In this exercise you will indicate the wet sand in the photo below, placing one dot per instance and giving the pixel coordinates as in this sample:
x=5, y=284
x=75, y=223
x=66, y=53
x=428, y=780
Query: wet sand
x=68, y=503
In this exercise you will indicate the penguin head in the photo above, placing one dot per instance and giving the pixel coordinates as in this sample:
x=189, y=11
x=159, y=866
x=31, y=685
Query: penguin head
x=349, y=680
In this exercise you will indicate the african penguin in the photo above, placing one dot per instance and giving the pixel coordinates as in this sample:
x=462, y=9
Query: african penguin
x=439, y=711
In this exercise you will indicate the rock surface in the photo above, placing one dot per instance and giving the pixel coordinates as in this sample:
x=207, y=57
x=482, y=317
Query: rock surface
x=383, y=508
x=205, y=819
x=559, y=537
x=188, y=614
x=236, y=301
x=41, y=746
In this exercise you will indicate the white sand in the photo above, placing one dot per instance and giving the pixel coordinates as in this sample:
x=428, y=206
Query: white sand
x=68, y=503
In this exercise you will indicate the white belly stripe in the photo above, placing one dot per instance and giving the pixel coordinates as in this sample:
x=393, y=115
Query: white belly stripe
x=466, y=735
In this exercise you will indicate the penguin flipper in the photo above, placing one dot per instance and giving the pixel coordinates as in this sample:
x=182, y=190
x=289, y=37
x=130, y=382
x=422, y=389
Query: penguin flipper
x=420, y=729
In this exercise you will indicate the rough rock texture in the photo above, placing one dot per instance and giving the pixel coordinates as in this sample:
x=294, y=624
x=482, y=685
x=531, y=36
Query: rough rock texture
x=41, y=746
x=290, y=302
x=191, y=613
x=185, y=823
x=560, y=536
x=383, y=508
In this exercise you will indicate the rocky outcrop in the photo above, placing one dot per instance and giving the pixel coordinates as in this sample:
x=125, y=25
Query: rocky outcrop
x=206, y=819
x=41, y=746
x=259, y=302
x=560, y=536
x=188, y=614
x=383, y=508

★ ★ ★

* [Exercise objective]:
Starting at the line that contains "Query: white sand", output each remaining line of the listing, the last line included, exactly as it appears.

* [Output]:
Query: white sand
x=68, y=503
In this exercise you will indicate the white belly stripe in the photo above, placing one dot per instance and giving the pixel coordinates as in this sample:
x=393, y=115
Query: white belly stripe
x=466, y=735
In this exercise you will indicate the penguin flipper in the photo above, placing one dot per instance and giving the pixel coordinates as in this sample:
x=182, y=190
x=289, y=37
x=130, y=382
x=422, y=389
Query: penguin flipper
x=420, y=729
In this exercise you will indicate the rough rock texture in the photo above, placing one dot per instance and giving the pixel coordinates as in this sample:
x=294, y=624
x=482, y=685
x=531, y=36
Query: rough rock texture
x=41, y=746
x=290, y=302
x=191, y=613
x=185, y=823
x=560, y=536
x=383, y=508
In this exercise you will indicate the rocky outcrop in the photo above, placing one dot per instance and giving the pixel coordinates as in this sample:
x=125, y=25
Query: rocky outcrop
x=206, y=819
x=41, y=746
x=259, y=302
x=560, y=536
x=188, y=614
x=383, y=508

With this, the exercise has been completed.